#### [Extrait de la page]
• • • •

P&S. Est-ce que l’on sait si c’est l’artémisinine qui agirait contre le Covid-19 ou est-ce une combinaison des composantes de la plante ?
P.W. C’est probablement l’artémisinine, mais nous n'en sommes pas certains. Cela pourrait aussi bien être la totalité de la plante.

P&S. Quels effets bénéfiques spécifiques la plante est-elle susceptible d’apporter aux malades du Covid-19 ?
P.W. On espère qu’elle apporte un effet antiviral. Nous savons également que l’Artemisia annua et l’artémisinine contribuent à réduire l’inflammation, ce qui pourrait aider à réduire la tempête de cytokine qui semble être fatale pour beaucoup de patients atteints du Covid-19. Une étude récente effectuée sur des rats (lire encadré 2) a montré que la plante Artemesia annua est plus efficace pour réduire l’inflammation que l’artémisinine seule.

P&S. Cette plante provoque t-elle des effets secondaires ?
P.W. L’Artemesia annua est sans danger et ne présente aucun effet secondaire.

P&S. Une simple infusion peut-elle être suffisante, à l’instar du Covid-Organics, le remède proposé à Madagascar ?

• • • •

#### [Données enregistrées]
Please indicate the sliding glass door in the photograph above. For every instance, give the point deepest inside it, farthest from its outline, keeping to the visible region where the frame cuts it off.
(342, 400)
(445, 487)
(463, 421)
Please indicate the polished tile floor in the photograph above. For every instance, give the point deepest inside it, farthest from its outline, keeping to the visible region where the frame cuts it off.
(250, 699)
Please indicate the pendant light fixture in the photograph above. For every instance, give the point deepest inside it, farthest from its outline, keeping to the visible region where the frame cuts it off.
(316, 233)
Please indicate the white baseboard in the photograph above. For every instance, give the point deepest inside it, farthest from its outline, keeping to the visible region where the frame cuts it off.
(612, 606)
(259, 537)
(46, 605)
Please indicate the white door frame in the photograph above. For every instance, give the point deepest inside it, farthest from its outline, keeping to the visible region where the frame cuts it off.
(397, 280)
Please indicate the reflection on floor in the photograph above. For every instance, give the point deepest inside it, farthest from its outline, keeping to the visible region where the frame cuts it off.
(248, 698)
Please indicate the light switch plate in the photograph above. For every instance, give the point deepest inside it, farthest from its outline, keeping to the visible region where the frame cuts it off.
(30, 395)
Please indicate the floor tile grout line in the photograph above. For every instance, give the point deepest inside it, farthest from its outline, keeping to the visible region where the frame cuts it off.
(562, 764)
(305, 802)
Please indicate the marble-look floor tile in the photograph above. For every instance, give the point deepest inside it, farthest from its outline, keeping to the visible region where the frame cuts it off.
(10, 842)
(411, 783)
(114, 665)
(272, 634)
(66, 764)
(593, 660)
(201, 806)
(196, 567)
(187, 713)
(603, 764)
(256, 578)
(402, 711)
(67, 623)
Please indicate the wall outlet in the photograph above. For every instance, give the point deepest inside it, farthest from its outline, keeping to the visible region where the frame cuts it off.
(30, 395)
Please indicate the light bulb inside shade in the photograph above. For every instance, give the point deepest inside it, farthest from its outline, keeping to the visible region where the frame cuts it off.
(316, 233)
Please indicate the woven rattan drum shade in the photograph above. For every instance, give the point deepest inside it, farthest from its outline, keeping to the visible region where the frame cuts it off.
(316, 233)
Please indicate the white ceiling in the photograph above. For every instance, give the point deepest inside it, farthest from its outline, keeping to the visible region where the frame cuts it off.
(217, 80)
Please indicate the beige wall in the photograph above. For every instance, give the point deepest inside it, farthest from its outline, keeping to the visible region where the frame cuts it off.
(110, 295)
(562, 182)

• • • •

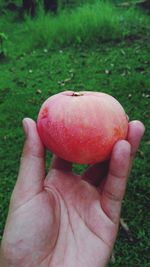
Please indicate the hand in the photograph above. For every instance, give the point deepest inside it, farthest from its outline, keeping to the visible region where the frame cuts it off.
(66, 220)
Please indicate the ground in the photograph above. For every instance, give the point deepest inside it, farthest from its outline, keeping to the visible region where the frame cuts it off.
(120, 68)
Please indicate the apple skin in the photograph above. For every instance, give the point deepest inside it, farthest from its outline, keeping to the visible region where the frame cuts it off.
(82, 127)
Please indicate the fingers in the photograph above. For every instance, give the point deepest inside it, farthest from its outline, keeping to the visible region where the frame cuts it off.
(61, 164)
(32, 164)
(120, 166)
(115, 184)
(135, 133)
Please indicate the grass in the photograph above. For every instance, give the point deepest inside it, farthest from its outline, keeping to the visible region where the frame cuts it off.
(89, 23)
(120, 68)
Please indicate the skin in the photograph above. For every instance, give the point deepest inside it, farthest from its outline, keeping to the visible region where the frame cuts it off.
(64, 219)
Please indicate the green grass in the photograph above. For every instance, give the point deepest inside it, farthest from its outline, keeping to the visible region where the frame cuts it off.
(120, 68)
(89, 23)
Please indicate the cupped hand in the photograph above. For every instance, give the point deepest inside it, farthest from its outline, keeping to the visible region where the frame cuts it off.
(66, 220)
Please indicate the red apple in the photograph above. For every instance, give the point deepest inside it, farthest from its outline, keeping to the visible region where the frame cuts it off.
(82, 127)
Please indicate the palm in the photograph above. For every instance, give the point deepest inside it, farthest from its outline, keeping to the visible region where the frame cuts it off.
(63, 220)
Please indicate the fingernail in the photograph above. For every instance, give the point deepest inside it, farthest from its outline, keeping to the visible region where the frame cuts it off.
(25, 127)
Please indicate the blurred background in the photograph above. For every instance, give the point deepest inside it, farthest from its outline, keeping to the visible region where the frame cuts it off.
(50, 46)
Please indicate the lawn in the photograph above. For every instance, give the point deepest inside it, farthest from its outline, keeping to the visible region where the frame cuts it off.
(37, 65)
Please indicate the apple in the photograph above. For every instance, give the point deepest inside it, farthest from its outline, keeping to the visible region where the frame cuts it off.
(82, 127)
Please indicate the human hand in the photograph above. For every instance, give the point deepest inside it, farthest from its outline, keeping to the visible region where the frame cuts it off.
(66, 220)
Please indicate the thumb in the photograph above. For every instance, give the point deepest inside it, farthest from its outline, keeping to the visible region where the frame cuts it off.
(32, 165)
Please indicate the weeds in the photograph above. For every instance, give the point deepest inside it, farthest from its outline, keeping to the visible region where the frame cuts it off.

• • • •

#### [Consignes de l'exercice]
1. Relevez, dans l'ordre, toutes les questions que P&S pose dans l'extrait sur l'Artemisia annua.
2. Modifiez le passage de l'extrait sur l'Artemisia annua qui commence par « P.W. C’est probablement » et se poursuit jusqu'à « effets secondaires ? ». Remplacez-y « rats » par « souris ».

#### [Résultats des tâches]
1.
1. Est-ce que l’on sait si c’est l’artémisinine qui agirait contre le Covid-19 ou est-ce une combinaison des composantes de la plante ?
2. Quels effets bénéfiques spécifiques la plante est-elle susceptible d’apporter aux malades du Covid-19 ?
3. Cette plante provoque t-elle des effets secondaires ?
4. Une simple infusion peut-elle être suffisante, à l’instar du Covid-Organics, le remède proposé à Madagascar ?

2.
P.W. C’est probablement l’artémisinine, mais nous n'en sommes pas certains. Cela pourrait aussi bien être la totalité de la plante.

P&S. Quels effets bénéfiques spécifiques la plante est-elle susceptible d’apporter aux malades du Covid-19 ?
P.W. On espère qu’elle apporte un effet antiviral. Nous savons également que l’Artemisia annua et l’artémisinine contribuent à réduire l’inflammation, ce qui pourrait aider à réduire la tempête de cytokine qui semble être fatale pour beaucoup de patients atteints du Covid-19. Une étude récente effectuée sur des souris (lire encadré 2) a montré que la plante Artemesia annua est plus efficace pour réduire l’inflammation que l’artémisinine seule.

P&S. Cette plante provoque t-elle des effets secondaires ?